▶ [EXERCISE GOAL]: When you reach the line containing "point: the white cloud, one", begin copying, and keep copying each line exactly until the listing ends.

▶ [RECORDS PROVIDED]:

★ ★ ★

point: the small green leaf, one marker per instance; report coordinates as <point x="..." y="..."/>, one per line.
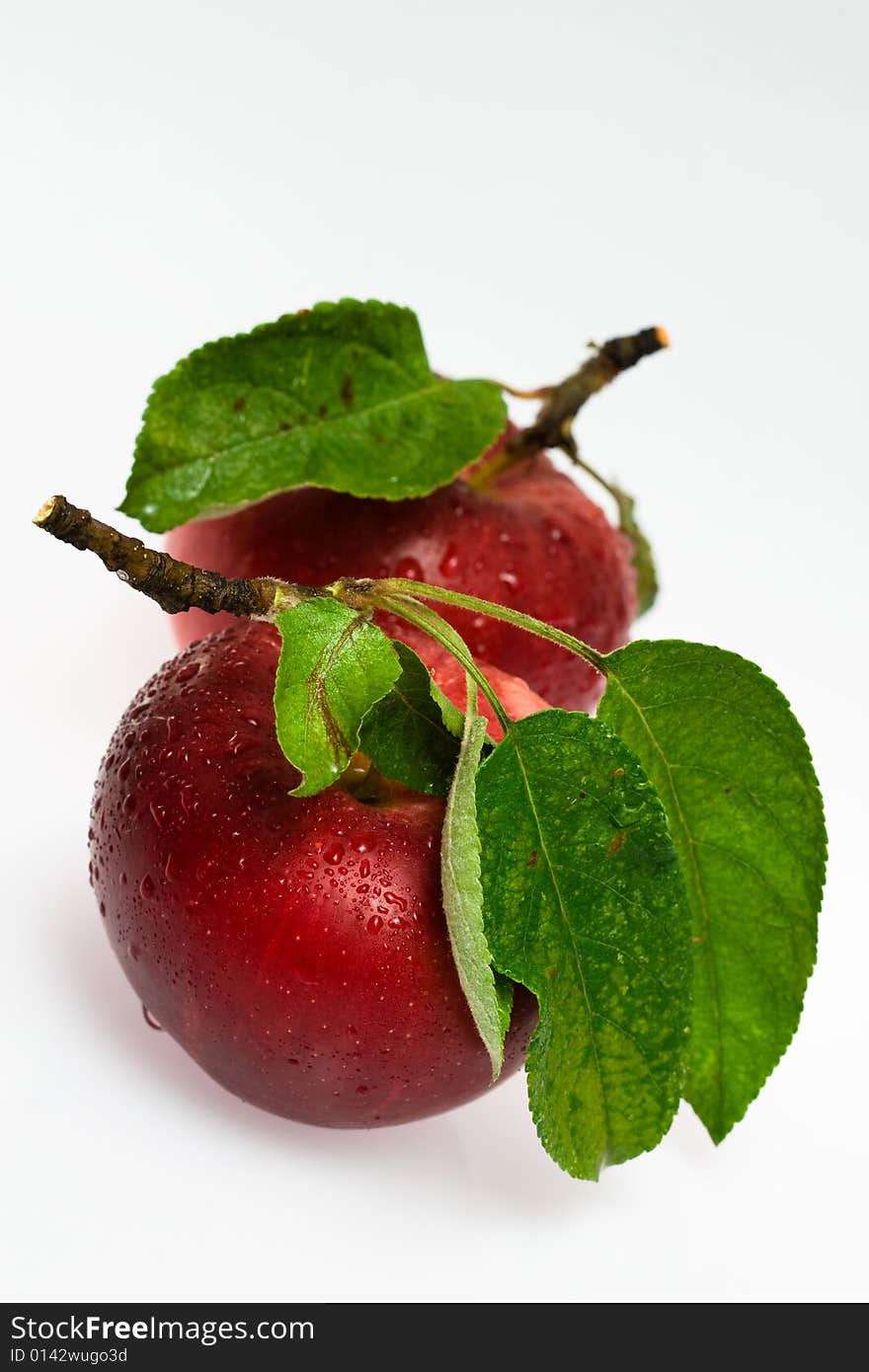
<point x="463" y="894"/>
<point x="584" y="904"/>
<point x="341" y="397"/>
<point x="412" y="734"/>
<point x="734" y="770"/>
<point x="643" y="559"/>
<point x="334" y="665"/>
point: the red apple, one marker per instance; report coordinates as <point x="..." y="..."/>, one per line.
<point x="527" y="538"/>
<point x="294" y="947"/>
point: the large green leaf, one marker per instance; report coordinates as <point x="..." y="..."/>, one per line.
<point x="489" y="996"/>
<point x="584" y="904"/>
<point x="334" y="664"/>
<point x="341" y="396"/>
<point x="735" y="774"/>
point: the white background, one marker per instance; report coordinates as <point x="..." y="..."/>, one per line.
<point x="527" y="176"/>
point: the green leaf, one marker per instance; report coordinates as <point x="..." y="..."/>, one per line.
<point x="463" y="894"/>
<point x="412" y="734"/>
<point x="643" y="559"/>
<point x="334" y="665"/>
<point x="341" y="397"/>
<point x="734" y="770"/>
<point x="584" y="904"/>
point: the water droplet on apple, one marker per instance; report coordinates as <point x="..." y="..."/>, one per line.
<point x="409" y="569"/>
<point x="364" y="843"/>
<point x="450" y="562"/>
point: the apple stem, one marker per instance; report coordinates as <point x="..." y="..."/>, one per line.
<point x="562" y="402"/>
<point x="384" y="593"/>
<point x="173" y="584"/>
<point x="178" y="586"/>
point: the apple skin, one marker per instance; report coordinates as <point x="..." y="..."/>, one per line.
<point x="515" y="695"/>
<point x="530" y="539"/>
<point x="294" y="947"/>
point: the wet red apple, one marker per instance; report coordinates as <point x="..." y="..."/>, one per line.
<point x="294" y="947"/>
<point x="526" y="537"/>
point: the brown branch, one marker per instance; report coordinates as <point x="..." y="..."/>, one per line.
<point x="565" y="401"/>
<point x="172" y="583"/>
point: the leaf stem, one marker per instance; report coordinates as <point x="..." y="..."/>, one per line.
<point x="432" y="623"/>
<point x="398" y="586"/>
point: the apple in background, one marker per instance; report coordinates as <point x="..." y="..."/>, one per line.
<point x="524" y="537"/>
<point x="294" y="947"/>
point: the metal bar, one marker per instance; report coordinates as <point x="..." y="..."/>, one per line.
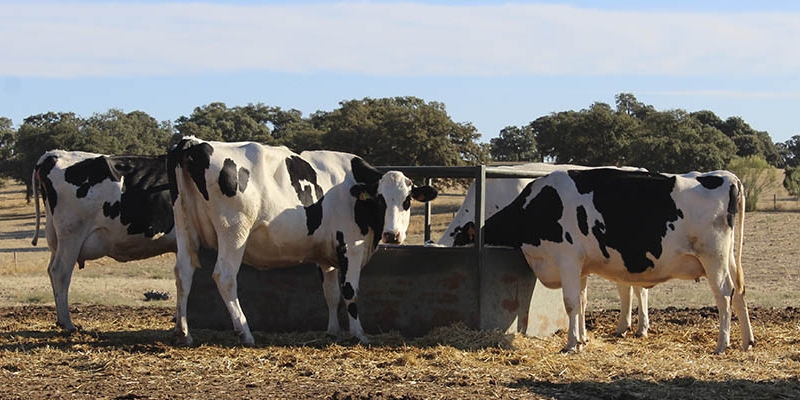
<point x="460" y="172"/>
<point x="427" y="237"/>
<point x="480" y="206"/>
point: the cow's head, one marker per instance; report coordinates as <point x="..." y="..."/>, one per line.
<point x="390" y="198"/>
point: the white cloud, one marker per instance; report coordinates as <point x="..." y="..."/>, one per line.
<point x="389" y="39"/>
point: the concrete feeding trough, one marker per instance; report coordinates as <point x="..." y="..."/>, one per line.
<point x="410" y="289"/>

★ ★ ★

▶ [EXPECTED OUTPUT]:
point: the white cloud, one marker per instance; report coordinates as <point x="..." y="..."/>, one per line.
<point x="389" y="39"/>
point: the concrete feeding trough, one marker per instance; report coordinates as <point x="..." y="..."/>, one per line.
<point x="410" y="289"/>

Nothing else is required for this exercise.